Output each entry in full so that the result matches the data exactly.

### Extracted entries
★ ★ ★ ★
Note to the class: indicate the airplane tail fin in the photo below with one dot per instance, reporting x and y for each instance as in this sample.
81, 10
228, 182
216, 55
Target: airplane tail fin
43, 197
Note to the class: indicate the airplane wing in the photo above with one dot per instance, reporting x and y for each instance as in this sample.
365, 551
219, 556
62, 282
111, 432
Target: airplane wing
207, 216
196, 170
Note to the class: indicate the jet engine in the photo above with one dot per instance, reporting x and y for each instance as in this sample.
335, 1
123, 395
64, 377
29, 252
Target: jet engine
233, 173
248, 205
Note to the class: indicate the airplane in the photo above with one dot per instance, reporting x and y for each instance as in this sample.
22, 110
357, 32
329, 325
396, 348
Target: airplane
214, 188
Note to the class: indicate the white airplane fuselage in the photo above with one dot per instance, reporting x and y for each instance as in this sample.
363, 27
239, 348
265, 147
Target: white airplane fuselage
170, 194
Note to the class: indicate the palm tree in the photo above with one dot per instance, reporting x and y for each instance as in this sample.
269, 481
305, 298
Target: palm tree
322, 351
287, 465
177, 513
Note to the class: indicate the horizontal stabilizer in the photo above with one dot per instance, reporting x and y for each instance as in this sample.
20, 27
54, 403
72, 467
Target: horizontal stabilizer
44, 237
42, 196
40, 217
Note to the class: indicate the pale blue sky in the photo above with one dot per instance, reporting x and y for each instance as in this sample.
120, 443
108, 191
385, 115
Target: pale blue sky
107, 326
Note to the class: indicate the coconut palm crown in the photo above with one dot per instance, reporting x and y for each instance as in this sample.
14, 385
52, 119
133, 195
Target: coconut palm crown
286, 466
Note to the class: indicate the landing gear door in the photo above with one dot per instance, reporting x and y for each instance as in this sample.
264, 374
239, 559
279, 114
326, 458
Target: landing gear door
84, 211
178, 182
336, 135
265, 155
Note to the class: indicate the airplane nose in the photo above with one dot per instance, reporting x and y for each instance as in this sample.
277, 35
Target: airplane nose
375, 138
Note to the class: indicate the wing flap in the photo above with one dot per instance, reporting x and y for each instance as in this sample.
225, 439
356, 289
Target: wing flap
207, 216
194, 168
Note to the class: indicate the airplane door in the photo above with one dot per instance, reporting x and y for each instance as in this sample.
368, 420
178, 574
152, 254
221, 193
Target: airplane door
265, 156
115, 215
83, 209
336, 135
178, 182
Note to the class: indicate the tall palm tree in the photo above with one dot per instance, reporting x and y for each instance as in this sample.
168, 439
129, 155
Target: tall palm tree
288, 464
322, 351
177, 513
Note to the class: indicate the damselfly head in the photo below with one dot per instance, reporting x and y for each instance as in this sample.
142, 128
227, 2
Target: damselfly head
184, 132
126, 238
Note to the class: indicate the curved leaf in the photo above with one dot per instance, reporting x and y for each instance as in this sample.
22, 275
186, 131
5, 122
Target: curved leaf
★ ★ ★ ★
### Problem solution
Note to the class: indicate the airplane tail fin in the photo below with one dot per instance, reporting x and y for each instance as in this sample.
81, 10
228, 182
216, 55
Target: airplane tail fin
43, 197
Note to the class: indicate the airplane wing in the photo above with one dot per instance, reporting x and y for each instance as in this sample.
365, 551
219, 556
62, 282
111, 432
Target: airplane wing
207, 216
196, 170
Note to the class: indicate the jet engine in the photo above with one dot per instance, reporting x and y for each instance as in this sample.
335, 1
123, 395
64, 377
29, 252
Target: jet engine
233, 173
248, 205
Note to the class: indicate the airplane in the photo above with one dot per instance, reporting x and y for each instance as in this sample.
22, 110
357, 32
329, 325
396, 348
Target: airplane
214, 188
Note to the class: indicate the white airplane fuselage in the photo above with one dot per instance, reporting x and y for each instance as in this sample.
363, 27
239, 348
265, 147
Target: white airplane fuselage
170, 194
Note to the class: indicate the palm tree in the photo above with one dot per instance, reporting x and y for each instance as in this sample.
269, 481
305, 298
Target: palm tree
322, 351
287, 465
177, 513
Note to the class: indicate the horizontal stabilizer in the photo above with one dot per instance, reporting x and y for each instance as in this sample.
20, 27
54, 403
72, 467
Target: horizontal stabilizer
44, 237
42, 196
40, 217
Note to the class: indicate the pale blue sky in the photo above with one dot per instance, reporting x and y for each instance as in this sample.
120, 443
108, 191
385, 115
Target: pale blue sky
107, 326
Note to the class: indicate the coconut palm crown in the photo above with one dot per instance, reporting x and y for each instance as in this sample.
14, 385
52, 119
133, 195
Target: coconut palm crown
286, 466
Note to the class: indicate the landing gear door in the photo above with one dot per instance, reporting x and y for each instance as in this sample.
264, 374
239, 559
279, 114
326, 458
Target: landing gear door
84, 211
178, 182
336, 135
265, 155
Note to the class: indicate the airplane nose in the photo above with one dot per instance, reporting x and y for each instance as in this sample.
277, 35
Target: airplane nose
375, 138
Note to the class: indicate the wing flap in the photo above with one dot per instance, reporting x and y for each instance as in this sample.
225, 439
356, 289
Target: wing flap
207, 216
194, 168
Note to the class: indicate the airplane door in the photo above with one dot per instance, reporting x and y for each instance as in this sample.
368, 420
178, 574
152, 254
221, 193
Target: airplane door
265, 156
115, 215
83, 209
336, 135
178, 182
Note to the class: indicate the tall palm tree in the photo above with one dot per instance, reporting x and y for each instance as in this sample.
168, 439
129, 155
Target: tall palm tree
288, 464
322, 351
177, 513
Note to the class: indicate the damselfly head in the photo below with one dot per instance, reporting x and y for each instance as in this sample.
142, 128
227, 2
Target: damselfly head
184, 132
126, 238
Note to the class: indicate the curved leaf in the photo above with one dot per instance, reporting x and y for each instance as in this sample.
22, 275
186, 131
5, 122
Target: curved leaf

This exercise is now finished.